> [Selected passage]
• • • • •

Braiding Knowledges to Overcome Colonial Pasts: Creating a future for Archaeology
Ora Marek-Martinez, Diné/Nimiipuu/Hopi, Associate Vice President/Assistant Professor, Office of Native American Initiatives/Anthropology Department, Northern Arizona University, Flagstaff
Wednesday, February 12, 2025, 7:00p.m.
Location: Zoom only
Preregister for Zoom

Building upon recent work by Indigenous archaeologists to reframe and reclaim archaeological knowledge about the past, the future of archaeology is dependent upon the lessons learned and practices utilized within Indigenous archaeology. This is particularly salient when used within the context of research that supports Tribal sovereignty as an approach to counter colonial research that has mythologized Indigenous pasts, cultures, and connections. Using Indigenous archaeology as an anti-colonial approach to archaeological research has created spaces and opportunities for Indigenous Peoples to engage archaeologists in learning as “human beings”—recognizing their sacred responsibilities and learning with, by, and for their ancestors, their homelands, and their future generations. This approach, borrowed from Applied Indigenous Studies, focuses on the political sovereignty of Native Nations to ensure the survivance of their People, practices, and homelands. Using the example of this concept—the use of Indigenous knowledge about the past braided with archaeological methods—this presentation will discuss how this approach has created a new pathway forward for the field of archaeology, one that not only divests itself from its colonial underpinnings, but also invests in Indigenous knowledge and research methods to reveal new information about the deep past, while simultaneously reclaiming Indigenous connections to the past. 

“Barbarians” And Bronzes: The Origins of Civilization In Ancient Vietnam        
Nam C. Kim, Professor, Department of Anthropology, University of Wisconson-Madison
Wednesday, March 5, 2025, 7:00p.m.
Location: Cleveland Museum of Art Lecture Hall
Preregister for Zoom

Two thousand years ago, China’s Han Empire stretched its imperial grasp beyond the mountains far to the south of the Central Plains, reaching into the domains of “barbarians”. Along its southernmost periphery lay the Red River Valley (RRV) of present-day Vietnam. In their chronicles, the Han claimed that they “civilized” the RRV’s “barbarians”. In contrast, many Vietnamese believe this time and location represents the birthplace of an indigenous, Vietnamese civilization that predates Han arrival. This view has been traditionally based on colorful tales and legends. One of the most enduring accounts tells of the Au Lac Kingdom and its capital city, known as Co Loa. Thus, at the heart of ongoing, intense, and sometimes nationalistic debates are two contrasting views. One sees “civilization” as a byproduct of Han arrival, while the other sees it as the outcome of local, indigenous cultural traditions. This lecture presents new and ongoing archaeological research that addresses these themes and questions. Specifically, it highlights recent investigations at the Co Loa site, considered to be the first capital and earliest city of ancient Vietnam.

• • • • •

> [Provided data]

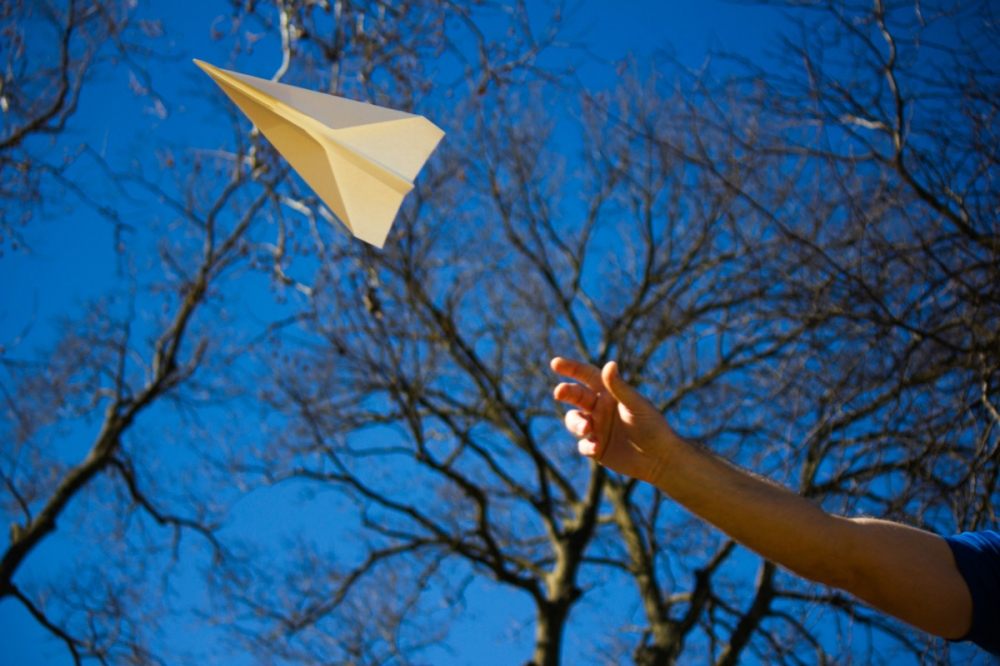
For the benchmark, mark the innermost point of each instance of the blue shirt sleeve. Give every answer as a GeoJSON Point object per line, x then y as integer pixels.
{"type": "Point", "coordinates": [977, 555]}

• • • • •

> [Exercises to complete]
1/ Please say whether each statement agrees with the archaeology lecture listings, answering yes or no and quoting the deciding words: (a) The first lecture takes place on Zoom only. (b) According to their chronicles, the Han claimed to have civilized the people of the Red River Valley. (c) Co Loa is described as the second capital of ancient Vietnam.
2/ Resume the archaeology lecture listings after their last sentence.
The material above is separate from the archaeology lecture listings.

> [Replies]
1/
(a) Yes: "Location: Zoom only"
(b) Yes: "In their chronicles, the Han claimed that they “civilized” the RRV’s “barbarians”."
(c) No: "considered to be the first capital and earliest city of ancient Vietnam"

2/
Funerary Dinning or Offerings for the Dead? Archaeobotanical Evidence from the Shaft Tombs at Petra, Jordan
Jennifer Ramsay, Department of Anthropology, SUNY Brockport
Wednesday, April 16, 2025, 7:00p.m.
Location: Cleveland Museum of Art Lecture Hall
Preregister for Zoom

There is extensive evidence from Hellenistic and Roman literary sources for the practice of funerary dining and the provisioning of offerings to the dead. Mortuary behaviors have generally relied on ceramic and faunal remains but rarely are they explored using evidence from plants. My research seeks to gain a better understanding of the role of plants in this type of ritual context through the analysis of botanical remains recovered from Nabataean tomb contexts in Petra, Jordan. Analysis of samples taken from several tombs that were excavated over three seasons (2012, 2014 & 2016) indicates the presence of a variety foodstuff such as Triticum sp. (wheats), Hordeum vulgare (barley), Lens culinaris (lentil), Vitis vinifera (grape), Ficus carica (fig) and Phoenix dactylifera (date). These finds provide intriguing evidence of plants consumed or offered to the dead during ritual events. This study, in association with the analysis of bioarchaeological remains and ceramics, expands our knowledge of Nabataean funerary practices and contributes to a broader understanding of the role of plants in ritual funerary events in the ancient world.